┌─ Text excerpt

I know what you’ve all been thinking: when is Professor Fury gonna post again? And is there any chance it will be another post about the Doom Patrol? Because there are at least two of us who care about that! Your answers are now, and yes, and I am not immune to sarcasm.
So, in my continuing quest to spend the summer reading Doom Patrol comics, I picked up the first seven issues of the 2001 John Arcudi series. I ignored this series when it came out, distracted by the Suicide Squad relaunch—a relaunch premised on the notion that what people really want in their gritty super-villains-as-spies comic is a secret immortal race of magicians, or something.
What appeals to me most about Arcudi’s take on the DP is the meta-premise. The previous attempt to launch a Doom Patrol ongoing—the Kupperberg run that began in 1987—was characterized by a kind of grimacing aimlessness. It didn’t really seem to have a good reason to exist other than the fact that DC was having considerably success with character-driven team books like Justice League and Suicide Squad, and, since they owned the name and no one was doing anything with the franchise, a new Doom Patrol seemed like a good way to expand the DCU.
Unfortunately, increasing one’s market presence might be good for business, but it doesn’t guarantee good stories. Kupperberg never seemed to have a real direction in mind for his DP. At times it seemed as though the plan was to blend the surly black-ops angst of Suicide Squad with some of the light-hearted antics of Justice League, but the approach never gelled; the team bounced around from one threat to another with no clear sense of direction. The addition of new, young characters like Karma and Lodestone, who seemed straight from a third-tier Marvel mutant book and who could just as easily have joined the Outsiders or the Team Titans or the Blasters or whomever, only seemed to confirm that this book was a price tag in search of a story.

└─
┌─ Entries supplied

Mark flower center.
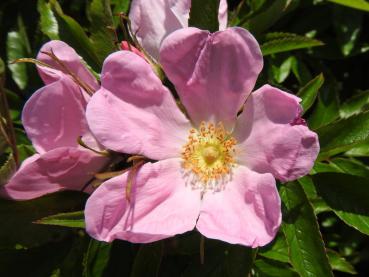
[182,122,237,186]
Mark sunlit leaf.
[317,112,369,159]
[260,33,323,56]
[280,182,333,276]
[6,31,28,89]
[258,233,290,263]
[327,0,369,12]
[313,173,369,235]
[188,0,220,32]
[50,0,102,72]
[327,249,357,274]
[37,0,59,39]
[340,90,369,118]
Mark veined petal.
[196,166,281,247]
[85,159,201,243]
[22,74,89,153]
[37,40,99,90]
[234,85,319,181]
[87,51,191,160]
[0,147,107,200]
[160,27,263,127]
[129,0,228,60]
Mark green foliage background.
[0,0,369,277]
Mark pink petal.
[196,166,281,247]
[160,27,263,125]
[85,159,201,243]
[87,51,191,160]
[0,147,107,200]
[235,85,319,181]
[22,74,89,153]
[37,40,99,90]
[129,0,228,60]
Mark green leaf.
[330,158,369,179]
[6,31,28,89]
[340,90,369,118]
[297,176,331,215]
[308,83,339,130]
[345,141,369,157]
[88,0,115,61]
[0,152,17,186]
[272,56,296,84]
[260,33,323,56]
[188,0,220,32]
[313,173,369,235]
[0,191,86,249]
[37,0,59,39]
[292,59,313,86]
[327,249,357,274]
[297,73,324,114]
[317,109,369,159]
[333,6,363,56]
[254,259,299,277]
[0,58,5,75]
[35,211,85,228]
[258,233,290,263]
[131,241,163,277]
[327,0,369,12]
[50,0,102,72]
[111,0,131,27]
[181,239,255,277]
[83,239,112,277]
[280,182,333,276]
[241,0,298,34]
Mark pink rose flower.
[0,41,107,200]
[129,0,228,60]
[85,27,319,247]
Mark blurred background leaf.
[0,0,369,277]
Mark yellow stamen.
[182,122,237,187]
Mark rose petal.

└─

## Direction
Rewrite the Doom Patrol post from "I know what" to "magicians, or something.", replacing "Doom Patrol" with "Doom Squad".

## Output
I know what you’ve all been thinking: when is Professor Fury gonna post again? And is there any chance it will be another post about the Doom Squad? Because there are at least two of us who care about that! Your answers are now, and yes, and I am not immune to sarcasm.
So, in my continuing quest to spend the summer reading Doom Squad comics, I picked up the first seven issues of the 2001 John Arcudi series. I ignored this series when it came out, distracted by the Suicide Squad relaunch—a relaunch premised on the notion that what people really want in their gritty super-villains-as-spies comic is a secret immortal race of magicians, or something.